* Your instructions: What is needed here is an exact copy of all the records below.

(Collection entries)
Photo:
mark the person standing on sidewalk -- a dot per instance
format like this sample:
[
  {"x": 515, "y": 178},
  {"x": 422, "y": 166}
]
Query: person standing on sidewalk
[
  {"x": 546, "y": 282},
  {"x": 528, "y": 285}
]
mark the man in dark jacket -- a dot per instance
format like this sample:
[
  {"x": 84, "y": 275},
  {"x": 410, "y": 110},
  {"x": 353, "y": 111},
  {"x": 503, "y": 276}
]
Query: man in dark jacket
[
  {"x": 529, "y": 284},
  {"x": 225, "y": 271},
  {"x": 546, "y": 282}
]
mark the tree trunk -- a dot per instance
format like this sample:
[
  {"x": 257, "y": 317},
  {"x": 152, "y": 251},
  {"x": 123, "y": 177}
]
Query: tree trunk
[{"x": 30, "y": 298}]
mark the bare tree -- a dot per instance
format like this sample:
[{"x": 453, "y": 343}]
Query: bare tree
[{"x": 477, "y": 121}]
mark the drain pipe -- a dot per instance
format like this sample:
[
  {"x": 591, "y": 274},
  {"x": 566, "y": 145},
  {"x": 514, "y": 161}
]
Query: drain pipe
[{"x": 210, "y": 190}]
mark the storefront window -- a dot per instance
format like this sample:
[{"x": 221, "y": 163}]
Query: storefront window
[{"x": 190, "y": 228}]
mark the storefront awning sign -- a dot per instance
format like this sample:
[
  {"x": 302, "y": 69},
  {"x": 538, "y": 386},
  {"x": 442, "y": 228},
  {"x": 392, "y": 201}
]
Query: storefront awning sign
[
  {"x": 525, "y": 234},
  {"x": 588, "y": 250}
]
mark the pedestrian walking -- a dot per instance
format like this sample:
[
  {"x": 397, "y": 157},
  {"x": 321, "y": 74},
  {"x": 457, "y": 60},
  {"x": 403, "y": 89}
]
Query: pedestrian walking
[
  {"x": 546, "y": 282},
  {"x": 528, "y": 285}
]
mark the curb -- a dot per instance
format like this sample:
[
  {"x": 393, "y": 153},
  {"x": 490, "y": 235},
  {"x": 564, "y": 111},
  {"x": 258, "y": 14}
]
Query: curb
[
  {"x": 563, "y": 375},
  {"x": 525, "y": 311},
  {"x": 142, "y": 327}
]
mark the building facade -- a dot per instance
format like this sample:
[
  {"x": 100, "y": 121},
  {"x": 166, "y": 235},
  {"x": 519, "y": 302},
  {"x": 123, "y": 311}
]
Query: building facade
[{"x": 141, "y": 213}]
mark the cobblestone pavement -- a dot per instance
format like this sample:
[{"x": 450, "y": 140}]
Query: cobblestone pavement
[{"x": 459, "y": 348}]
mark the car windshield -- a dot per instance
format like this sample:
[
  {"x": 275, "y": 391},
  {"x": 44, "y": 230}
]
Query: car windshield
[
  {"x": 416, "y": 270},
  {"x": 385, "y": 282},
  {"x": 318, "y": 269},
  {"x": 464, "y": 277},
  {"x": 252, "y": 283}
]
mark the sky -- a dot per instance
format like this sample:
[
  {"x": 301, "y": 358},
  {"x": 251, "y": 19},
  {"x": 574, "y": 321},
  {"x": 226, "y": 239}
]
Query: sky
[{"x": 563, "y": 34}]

* Answer for the task:
Photo:
mark the person standing on sidewalk -- a dot per instance
format like this sample:
[
  {"x": 515, "y": 178},
  {"x": 422, "y": 166}
]
Query: person standing on sidewalk
[
  {"x": 546, "y": 282},
  {"x": 528, "y": 285}
]
mark the man in dark jacket -- a dot per instance
format like this sample:
[
  {"x": 84, "y": 275},
  {"x": 410, "y": 110},
  {"x": 353, "y": 111},
  {"x": 503, "y": 276}
]
Query: man in dark jacket
[
  {"x": 529, "y": 284},
  {"x": 225, "y": 271},
  {"x": 546, "y": 282}
]
mark the tree trunk -- a dot per instance
format like this sample:
[
  {"x": 257, "y": 317},
  {"x": 152, "y": 251},
  {"x": 123, "y": 177}
]
Query: tree trunk
[{"x": 30, "y": 298}]
mark the bare tree -- a dot per instance
format like this sample:
[{"x": 453, "y": 343}]
Query: bare tree
[{"x": 477, "y": 121}]
mark the drain pipe -- a dot per instance
format like this sample:
[
  {"x": 591, "y": 274},
  {"x": 566, "y": 145},
  {"x": 514, "y": 161}
]
Query: drain pipe
[{"x": 210, "y": 190}]
mark the storefront window -- a dot per instance
format like this sample:
[{"x": 221, "y": 163}]
Query: storefront window
[{"x": 190, "y": 228}]
mark the storefront awning sign -- a dot per instance
format like this sample:
[
  {"x": 302, "y": 69},
  {"x": 538, "y": 386},
  {"x": 442, "y": 228},
  {"x": 392, "y": 201}
]
Query: storefront awning sign
[
  {"x": 525, "y": 234},
  {"x": 588, "y": 250}
]
mark the pedestrian walking -- a dot per instance
format like this sample:
[
  {"x": 397, "y": 157},
  {"x": 321, "y": 74},
  {"x": 457, "y": 60},
  {"x": 403, "y": 89}
]
Query: pedestrian walking
[
  {"x": 546, "y": 282},
  {"x": 528, "y": 285}
]
mark the curb -- a dot per instance
format like this sample:
[
  {"x": 393, "y": 153},
  {"x": 490, "y": 235},
  {"x": 564, "y": 111},
  {"x": 258, "y": 14}
]
Query: curb
[
  {"x": 563, "y": 375},
  {"x": 525, "y": 311},
  {"x": 142, "y": 327}
]
mark the building facade -- a dot per instance
format like this sample:
[
  {"x": 100, "y": 121},
  {"x": 166, "y": 235},
  {"x": 519, "y": 302},
  {"x": 123, "y": 311}
]
Query: building facade
[{"x": 141, "y": 213}]
mark the cobblestone pavement -- a dot per instance
format like this sample:
[{"x": 450, "y": 140}]
Query: cobblestone pavement
[{"x": 459, "y": 348}]
mark the car windshield -- a dot per instance
format like this sample:
[
  {"x": 275, "y": 391},
  {"x": 44, "y": 230}
]
Query: car windshield
[
  {"x": 416, "y": 270},
  {"x": 385, "y": 282},
  {"x": 318, "y": 269},
  {"x": 464, "y": 277},
  {"x": 252, "y": 283}
]
mark the sky -- a dot per instance
format like this sample:
[
  {"x": 301, "y": 358},
  {"x": 251, "y": 19},
  {"x": 574, "y": 321},
  {"x": 226, "y": 239}
]
Query: sky
[{"x": 563, "y": 34}]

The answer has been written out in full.